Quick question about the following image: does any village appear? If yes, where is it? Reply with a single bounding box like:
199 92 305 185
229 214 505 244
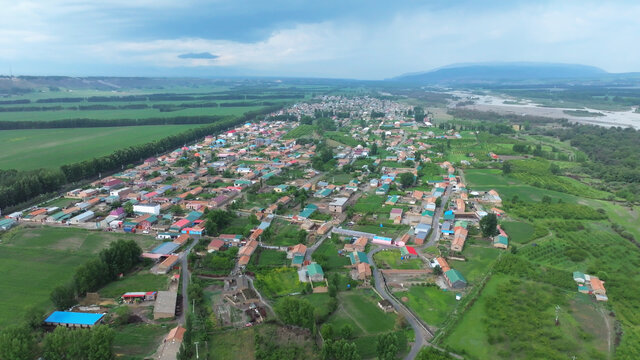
0 96 607 359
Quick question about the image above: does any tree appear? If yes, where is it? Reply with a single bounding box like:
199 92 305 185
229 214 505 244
122 202 133 216
50 283 76 310
340 324 353 339
433 265 442 276
480 213 498 237
376 333 400 360
502 161 512 175
0 325 36 360
400 173 415 189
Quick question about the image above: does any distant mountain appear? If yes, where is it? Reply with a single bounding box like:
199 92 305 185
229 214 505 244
391 63 609 84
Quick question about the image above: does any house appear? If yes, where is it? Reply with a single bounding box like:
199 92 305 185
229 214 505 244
444 269 467 289
207 239 225 252
400 246 418 259
351 262 371 280
344 236 369 253
307 263 324 282
451 226 469 252
329 197 349 214
378 299 393 312
287 244 307 259
153 291 178 320
389 208 403 220
348 251 369 265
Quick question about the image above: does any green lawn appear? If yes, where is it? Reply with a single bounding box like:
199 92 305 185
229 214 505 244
501 221 534 244
395 286 456 326
255 267 304 297
0 227 155 327
209 328 255 360
98 271 169 298
113 324 170 360
313 238 351 271
443 274 607 360
373 250 424 269
0 125 194 170
449 245 503 283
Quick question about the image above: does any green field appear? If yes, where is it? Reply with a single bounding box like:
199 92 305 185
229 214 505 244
313 238 351 271
0 125 197 170
464 169 580 203
449 245 503 283
255 267 304 297
327 290 396 359
98 271 169 298
0 106 262 121
443 275 607 360
501 221 534 244
373 250 424 269
395 286 456 326
0 227 156 327
113 324 170 360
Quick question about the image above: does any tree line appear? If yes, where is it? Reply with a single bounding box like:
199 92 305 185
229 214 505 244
0 115 231 130
0 107 279 210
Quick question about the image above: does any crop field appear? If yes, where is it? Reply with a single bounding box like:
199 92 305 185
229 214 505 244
444 275 607 360
255 267 304 297
0 227 156 327
501 221 535 244
0 125 194 170
373 250 424 270
395 286 456 326
98 271 169 298
464 169 580 203
449 245 503 283
313 238 351 271
327 290 402 359
113 324 169 360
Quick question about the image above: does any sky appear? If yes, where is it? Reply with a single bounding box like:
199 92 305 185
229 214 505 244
0 0 640 80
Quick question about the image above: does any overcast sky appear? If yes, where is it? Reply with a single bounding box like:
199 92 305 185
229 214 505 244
0 0 640 79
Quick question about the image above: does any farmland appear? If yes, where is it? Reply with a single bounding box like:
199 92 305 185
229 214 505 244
0 125 193 170
0 227 155 326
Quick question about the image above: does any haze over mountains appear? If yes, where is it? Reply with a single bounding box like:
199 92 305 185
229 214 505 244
391 62 640 84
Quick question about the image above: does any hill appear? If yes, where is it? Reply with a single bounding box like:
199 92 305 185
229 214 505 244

• **Directive**: Turn every line of the records above into a Markdown table with two columns, Row and Line, numbering each row and skipping blank lines. Leave the pictures out of the table.

• **Answer for this exercise**:
| Row | Line |
|---|---|
| 1 | Quick question about the following image: does any village appear? If yes, where is it? Reply with a single bounding box like: |
| 2 | 199 92 305 185 |
| 3 | 229 214 505 244 |
| 4 | 0 96 607 359 |
| 5 | Quick question about the image above: does any tree appear? If yes, where is it? Reply with a single bounding box like: |
| 6 | 199 92 305 185 |
| 7 | 229 214 505 244 |
| 8 | 122 202 133 216 |
| 9 | 50 283 76 310 |
| 10 | 340 324 353 339 |
| 11 | 433 265 442 276 |
| 12 | 480 213 498 237 |
| 13 | 376 333 400 360 |
| 14 | 502 161 512 175 |
| 15 | 0 325 36 360 |
| 16 | 400 173 415 189 |
| 17 | Quick question about the image above: does any distant mountain appear? If yes, where is it? Reply with a single bounding box like: |
| 18 | 199 92 305 185 |
| 19 | 229 214 505 244 |
| 20 | 391 63 609 84 |
| 21 | Quick question about the image above: does any house appear? If yes, where is it? Reply with a single bounding box like: |
| 22 | 199 92 305 185 |
| 23 | 229 214 505 244 |
| 24 | 444 269 467 289 |
| 25 | 207 239 225 252 |
| 26 | 400 246 418 259 |
| 27 | 351 262 371 280 |
| 28 | 344 236 369 253 |
| 29 | 307 263 324 282 |
| 30 | 451 226 469 252 |
| 31 | 329 197 349 214 |
| 32 | 378 299 393 312 |
| 33 | 287 244 307 259 |
| 34 | 153 291 178 320 |
| 35 | 389 208 403 220 |
| 36 | 348 251 369 265 |
| 37 | Quick question about the image above: does any green lawn appear? If yes, where is it? Reply with a single bounding box like: |
| 38 | 199 92 305 185 |
| 39 | 229 214 505 244 |
| 40 | 501 221 534 244 |
| 41 | 395 286 456 326 |
| 42 | 255 267 304 297 |
| 43 | 0 227 155 327 |
| 44 | 209 328 255 360 |
| 45 | 98 271 169 298 |
| 46 | 113 324 170 360 |
| 47 | 313 238 351 271 |
| 48 | 443 274 607 360 |
| 49 | 373 250 424 269 |
| 50 | 0 125 194 170 |
| 51 | 449 245 503 283 |
| 52 | Quick question about the image above: does any green field appear? If yes, where is it? Reply with a single bounding box like: |
| 53 | 199 92 305 185 |
| 54 | 229 214 505 244 |
| 55 | 313 238 351 271 |
| 56 | 0 125 197 170 |
| 57 | 464 169 580 203 |
| 58 | 449 245 503 283 |
| 59 | 255 267 304 297 |
| 60 | 327 290 396 359 |
| 61 | 98 271 169 298 |
| 62 | 0 106 262 121 |
| 63 | 443 275 607 360 |
| 64 | 501 221 534 244 |
| 65 | 373 250 424 269 |
| 66 | 395 286 456 326 |
| 67 | 0 227 156 327 |
| 68 | 113 324 170 360 |
| 69 | Quick question about the image above: does any tree line appear? If yes, where is it? Reply with a single bounding box like: |
| 70 | 199 92 305 185 |
| 71 | 229 214 505 244 |
| 72 | 0 115 231 130 |
| 73 | 0 107 279 210 |
| 74 | Quick question about the image above: does any crop field appear? If yes, where is it? Reply with a single bounding box like: |
| 75 | 199 92 305 185 |
| 76 | 229 214 505 244 |
| 77 | 444 275 607 360 |
| 78 | 255 267 304 297 |
| 79 | 0 227 156 327 |
| 80 | 501 221 535 244 |
| 81 | 0 125 194 170 |
| 82 | 373 250 424 270 |
| 83 | 395 286 456 326 |
| 84 | 98 271 169 298 |
| 85 | 464 169 580 203 |
| 86 | 449 245 503 283 |
| 87 | 313 238 351 271 |
| 88 | 327 290 402 359 |
| 89 | 113 324 169 360 |
| 90 | Quick question about the image above: does any sky appear? If yes, where is it? Reply with a single bounding box like: |
| 91 | 199 92 305 185 |
| 92 | 229 214 505 244 |
| 93 | 0 0 640 80 |
| 94 | Quick question about the image above: does any overcast sky appear? If yes, where is it? Reply with a single bounding box like: |
| 95 | 199 92 305 185 |
| 96 | 229 214 505 244 |
| 97 | 0 0 640 79 |
| 98 | Quick question about the image above: does any farmland appear? If yes, where is it? Reply with a single bounding box like: |
| 99 | 199 92 305 185 |
| 100 | 229 214 505 244 |
| 101 | 0 125 193 170 |
| 102 | 0 227 155 326 |
| 103 | Quick question about the image above: does any haze over mountains appear? If yes, where is it? Reply with a single bounding box like: |
| 104 | 199 92 305 185 |
| 105 | 229 214 505 244 |
| 106 | 391 62 640 84 |
| 107 | Quick question about the image above: does any hill appear? If yes, where is it? Reply with a single bounding box like: |
| 108 | 199 92 305 185 |
| 109 | 229 214 505 244 |